#### TEXTAUSZUG:
========================
Nach neun Jahren forderte der Kreis Herford den Apotheker im August 2014 plötzlich auf, „seine nebenberuflichen Tätigkeiten nachvollziehbar unabhängig von den Apothekengeschäften zu führen“. Rokitta ließ über seinen Anwalt ausrichten, dass er keine Kundenreisen vertreibe, sie nicht durchführe und auch nicht initiiere. Er fungiere lediglich als Reisebegleiter und betreue seine Kunden unter dem Gesichtspunkt der Kundenpflege. Eine wie auch immer geartete gewerbliche Tätigkeit sei damit nicht verbunden.
========================
#### ZU ERLEDIGENDE AUFGABEN:
1. Schreiben Sie aus dem obigen Text über den Apotheker und den Kreis Herford alles von „Nach neun Jahren“ bis hinunter zu „damit nicht verbunden.“ wortgetreu ab.
2. Führen Sie den obigen Text über den Apotheker und seine Kundenreisen im Anschluss an seinen letzten Satz weiter.
========================
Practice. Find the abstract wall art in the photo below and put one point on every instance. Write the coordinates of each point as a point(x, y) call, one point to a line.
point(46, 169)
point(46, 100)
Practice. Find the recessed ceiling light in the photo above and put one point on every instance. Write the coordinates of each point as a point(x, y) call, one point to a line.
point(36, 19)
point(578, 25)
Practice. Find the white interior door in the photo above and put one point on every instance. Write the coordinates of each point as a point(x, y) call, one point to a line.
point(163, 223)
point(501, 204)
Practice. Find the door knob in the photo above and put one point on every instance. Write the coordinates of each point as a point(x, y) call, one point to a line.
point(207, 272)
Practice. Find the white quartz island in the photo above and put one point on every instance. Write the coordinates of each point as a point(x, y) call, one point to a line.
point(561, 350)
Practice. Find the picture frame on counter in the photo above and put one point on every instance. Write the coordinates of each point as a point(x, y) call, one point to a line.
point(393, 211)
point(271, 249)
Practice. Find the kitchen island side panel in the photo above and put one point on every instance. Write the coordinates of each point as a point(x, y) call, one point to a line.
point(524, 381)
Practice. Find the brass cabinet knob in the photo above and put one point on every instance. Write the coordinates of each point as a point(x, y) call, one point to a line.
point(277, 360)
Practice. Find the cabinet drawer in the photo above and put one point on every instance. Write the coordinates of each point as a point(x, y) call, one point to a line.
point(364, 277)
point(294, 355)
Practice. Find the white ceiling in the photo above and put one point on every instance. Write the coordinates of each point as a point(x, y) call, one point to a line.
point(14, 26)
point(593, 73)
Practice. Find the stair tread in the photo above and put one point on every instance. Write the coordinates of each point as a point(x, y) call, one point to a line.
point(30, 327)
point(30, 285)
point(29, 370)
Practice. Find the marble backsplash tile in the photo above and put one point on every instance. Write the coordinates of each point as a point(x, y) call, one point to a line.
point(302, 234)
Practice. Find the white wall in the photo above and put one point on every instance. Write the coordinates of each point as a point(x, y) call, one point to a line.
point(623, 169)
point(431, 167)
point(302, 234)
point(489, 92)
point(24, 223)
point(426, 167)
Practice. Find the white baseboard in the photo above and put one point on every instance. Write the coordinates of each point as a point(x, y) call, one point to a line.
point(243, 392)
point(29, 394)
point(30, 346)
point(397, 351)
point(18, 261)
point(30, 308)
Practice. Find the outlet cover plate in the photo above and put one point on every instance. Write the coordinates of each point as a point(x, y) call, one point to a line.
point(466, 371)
========================
#### ANTWORTEN PRO AUFGABE:
1.
Nach neun Jahren forderte der Kreis Herford den Apotheker im August 2014 plötzlich auf, „seine nebenberuflichen Tätigkeiten nachvollziehbar unabhängig von den Apothekengeschäften zu führen“. Rokitta ließ über seinen Anwalt ausrichten, dass er keine Kundenreisen vertreibe, sie nicht durchführe und auch nicht initiiere. Er fungiere lediglich als Reisebegleiter und betreue seine Kunden unter dem Gesichtspunkt der Kundenpflege. Eine wie auch immer geartete gewerbliche Tätigkeit sei damit nicht verbunden.

2.
Die Antwort ließ nicht lange auf sich warten: Per Ordnungsverfügung wurde er aufgefordert, die Bewerbung, Beratung und Vermittlung von Kundenreisen in den Apothekenbetriebsräumen zu unterlassen. Außerdem sollte er 600 Euro Bußgeld zahlen. Rokitta wollte den Fall gerichtlich geklärt wissen und klagte gegen Bescheid: „In allen anderen Branchen ist nur das verboten, was nicht erlaubt ist. Bei uns ist es anders herum: Alles, was nicht explizit erlaubt ist, ist automatisch verboten.“

Der Ausgang war nicht überraschend: Kundenreisen seien reine Vergnügungsreisen ohne Gesundheitsbezug. Bewerbung und Vermittlung stellten daher keine apothekenüblichen Dienstleistungen dar – und entsprechend nach Apothekenbetriebsordnung (ApBetrO) unzulässig. Dabei spiele es auch keine Rolle, ob sie entgeltlich erbracht würden – auch die Beratung sei nicht selten unentgeltlich beziehungsweise werde mit dem Verkaufsgeschäft abgegolten, heißt es im Urteil.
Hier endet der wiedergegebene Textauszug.